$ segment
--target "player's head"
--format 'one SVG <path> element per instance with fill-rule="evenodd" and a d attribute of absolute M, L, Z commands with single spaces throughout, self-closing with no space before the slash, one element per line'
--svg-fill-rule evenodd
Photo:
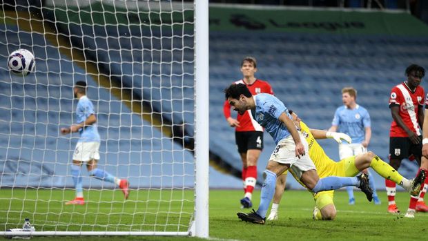
<path fill-rule="evenodd" d="M 249 110 L 251 106 L 249 103 L 253 95 L 250 90 L 244 84 L 232 84 L 224 89 L 224 97 L 226 100 L 233 106 L 240 115 L 244 115 L 246 110 Z"/>
<path fill-rule="evenodd" d="M 425 69 L 417 64 L 411 64 L 406 68 L 407 84 L 409 87 L 415 88 L 420 84 L 422 78 L 425 76 Z"/>
<path fill-rule="evenodd" d="M 86 95 L 86 82 L 79 81 L 75 84 L 75 98 L 77 97 L 77 95 Z"/>
<path fill-rule="evenodd" d="M 342 102 L 343 104 L 349 106 L 357 100 L 357 90 L 353 87 L 345 87 L 342 89 Z"/>
<path fill-rule="evenodd" d="M 246 57 L 241 62 L 241 72 L 244 77 L 251 77 L 257 72 L 257 61 L 253 57 Z"/>
<path fill-rule="evenodd" d="M 299 116 L 298 115 L 298 114 L 296 114 L 295 112 L 293 112 L 291 110 L 289 110 L 289 113 L 291 115 L 291 119 L 293 120 L 293 122 L 294 122 L 294 124 L 296 126 L 300 128 L 300 122 L 302 121 L 302 119 L 299 118 Z"/>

YOUR INSTRUCTIONS. Pull out every line of the material that contains the string "format", matching case exactly.

TASK SOLUTION.
--format 'one SVG <path> element per instance with fill-rule="evenodd" and a d attribute of absolute M, L, Z commands with single spaces throughout, self-closing with no space before the slash, one element per line'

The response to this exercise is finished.